◆ Required task ◆
Copy the passage from the text on progressives and the military, from "To start, counsels" up to and including "of individual freedom.".

◆ Text ◆

To start, counsels Tryon, progressives must develop a better understanding of, and respect for, “the warrior ethos” fostered by the armed forces. This ethos values decisiveness, honor, pride in serving the nation, moral certainty in the justice of its cause, devotion to the community of service members and their families, a can-do attitude, a commitment to winning, and a traditionalism that derives from studying the time-honored principles of war. Although such an ethos is more at home today among Republicans than Democrats, “progressives and members of the armed forces,” Tryon stresses, “share many core values.” Like the military, progressives are committed to service to the nation, believe strongly in justice, emphasize the mutual dependence and responsibility that constitute all communities, and affirm the universal application of the principles of individual freedom.

To take advantage of this common ground and close the cultural divide, she recommends that Democrats cultivate relations with veterans groups, encourage their children to acquire military experience, champion policies to improve the practical, day-to-day concerns of military personnel and their families, find ways to show public support for the military community (despite disagreements with the commander in chief about the war), and work to create a nonmilitary national service program to better distribute sacrifice among citizens. None of this will be easy for today’s Democrats. But it is reasonable to believe that taking such steps will give progressives a more credible voice on national security. And as Tryon wisely observes, “A nation at war, facing huge challenges and potential threats, deserves a healthy and vigorous debate on security issues — between both parties.”

 

In contrast to Tryon’s sound liberal appreciation that democracies derive advantage from the competition among diverse opinions about foreign policy, Peter Beinart contends that one foreign policy school in America, and one alone, contains the whole truth about how to wage the war on terror. And one party, and one alone, provides the legitimate home for, and serves as the rightful guardian of, the principles and the policies that should guide America in its dealings with other nations. That a partisan Democrat — or partisan Republican — would make such a claim for his party is hardly surprising. But that Beinart makes this chauvinistic claim in the name of “liberalism’s best traditions,” which surely includes the insistence upon the thoughtful appreciation of both the limits of one’s own perspective and the partial truth in the perspective of one’s rivals, is further testimony to the estrangement from liberalism’s best traditions that afflicts today’s Democrats.

Beinart’s highly touted and much discussed book aims to do for the Democratic Party what John Kerry’s record of military service could not — restore the party’s moral and political seriousness on questions of war and peace. Neither a work of grand strategy nor a compendium of policy proposals, Beinart’s book is a summons to fellow Democrats to put their house in order so that they can save America from the totalitarian threat posed by Islamic extremism, and, Beinart never lets the reader forget, from the smugness, self-satisfaction, and incompetence of the American right which, he argues, has led the nation disastrously astray in the war on terror.

◆ Information supplied ◆
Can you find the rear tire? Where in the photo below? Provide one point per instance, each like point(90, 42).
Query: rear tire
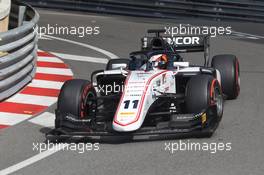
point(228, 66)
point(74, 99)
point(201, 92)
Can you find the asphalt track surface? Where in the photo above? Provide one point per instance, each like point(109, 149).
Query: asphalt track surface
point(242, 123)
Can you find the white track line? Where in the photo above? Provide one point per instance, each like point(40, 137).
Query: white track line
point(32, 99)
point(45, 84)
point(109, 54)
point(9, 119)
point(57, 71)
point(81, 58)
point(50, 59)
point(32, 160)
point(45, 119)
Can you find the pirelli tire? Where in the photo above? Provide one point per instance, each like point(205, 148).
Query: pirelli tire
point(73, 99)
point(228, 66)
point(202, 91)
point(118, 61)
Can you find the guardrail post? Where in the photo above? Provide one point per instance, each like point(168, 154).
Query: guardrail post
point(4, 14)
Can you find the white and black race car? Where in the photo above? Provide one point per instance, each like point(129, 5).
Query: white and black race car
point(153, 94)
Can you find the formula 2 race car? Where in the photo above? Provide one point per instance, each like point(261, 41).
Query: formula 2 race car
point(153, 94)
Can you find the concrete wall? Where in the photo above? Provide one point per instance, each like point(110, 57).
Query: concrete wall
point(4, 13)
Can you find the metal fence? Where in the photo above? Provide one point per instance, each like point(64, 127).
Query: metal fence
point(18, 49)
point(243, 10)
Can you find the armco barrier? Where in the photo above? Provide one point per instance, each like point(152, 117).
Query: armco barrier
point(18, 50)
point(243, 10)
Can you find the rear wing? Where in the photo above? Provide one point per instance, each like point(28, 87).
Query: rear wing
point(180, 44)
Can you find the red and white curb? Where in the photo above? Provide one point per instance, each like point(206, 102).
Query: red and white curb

---

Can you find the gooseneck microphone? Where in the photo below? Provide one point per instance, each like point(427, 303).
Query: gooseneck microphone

* * *

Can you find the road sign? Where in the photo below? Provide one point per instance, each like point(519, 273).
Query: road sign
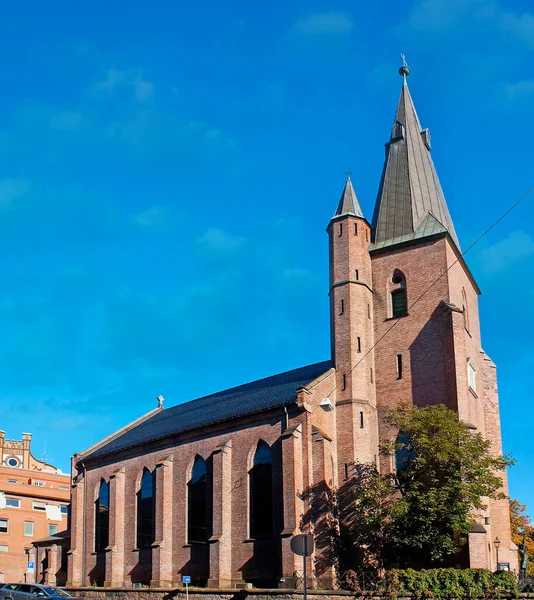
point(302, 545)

◆ Result of this exercise ◆
To start, counsels Tryon, progressives must develop a better understanding of, and respect for, “the warrior ethos” fostered by the armed forces. This ethos values decisiveness, honor, pride in serving the nation, moral certainty in the justice of its cause, devotion to the community of service members and their families, a can-do attitude, a commitment to winning, and a traditionalism that derives from studying the time-honored principles of war. Although such an ethos is more at home today among Republicans than Democrats, “progressives and members of the armed forces,” Tryon stresses, “share many core values.” Like the military, progressives are committed to service to the nation, believe strongly in justice, emphasize the mutual dependence and responsibility that constitute all communities, and affirm the universal application of the principles of individual freedom.